MERIDA, Mexico, March 12 (Xinhua) -- The international ecological organization Greenpeace on Monday called on Mexican President Felipe Calderon to pressure his U.S. counterpart George W. Bush to halt exports of genetically modified (GM) rice to Mexico.
Greenpeace, which says GM rice harms human health, made the call in a statement ahead of Calderon's meeting with Bush on Tuesday in Merida, a city in the southeastern Mexican state of Yucatan.
A dozen protestors rallying outside Merida's La Ermita church told Xinhua that they would press Calderon to tell the United States that it must not export food judged unfit for human to other nations.
Bush began a week-long tour of Latin America on Thursday, which includes Brazil, Uruguay, Colombia, Guatemala and Mexico.
Last week, Greenpeace said that transgenic rice type LL601, created by Bayer, was being sold as own-brand rice from the Soriana company in the northern city of Monterrey and in two Mexico City locations: Chedraui supermarket and the city's wholesale market.
"If rice must be imported from the United States, let it be normal...without the transgenic varieties that our nation has not authorized for human consumption," said Gustavo Ampugnani, Greenpeace coordinator of the anti-transgenic campaign in Mexico.
Ampugnani said that Mexico's health authorities knew about the situation and had taken no measures to protect citizens.
According to Greenpeace data, Mexico imports 70 percent of the rice it consumes, due to a 1999 rice crisis triggered by the increase of U.S. subsidies from 12 billion to 21 billion U.S. dollars.

◆ ◆ ◆ ◆ ◆ ◆ ◆

= Problem requirements =
Answer these about the news report on genetically modified rice:
1. In what city did Calderon's meeting with Bush take place?
2. Which company created the transgenic rice type LL601?
3. According to Greenpeace data, what share of the rice it consumes does Mexico import?

= Recorded information =
◆ ◆ ◆ ◆ ◆ ◆ ◆

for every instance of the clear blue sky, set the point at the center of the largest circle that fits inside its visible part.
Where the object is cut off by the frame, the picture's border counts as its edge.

◆ ◆ ◆ ◆ ◆ ◆ ◆

= Task result =
1. Merida, in the Mexican state of Yucatan.
2. Bayer.
3. 70 percent.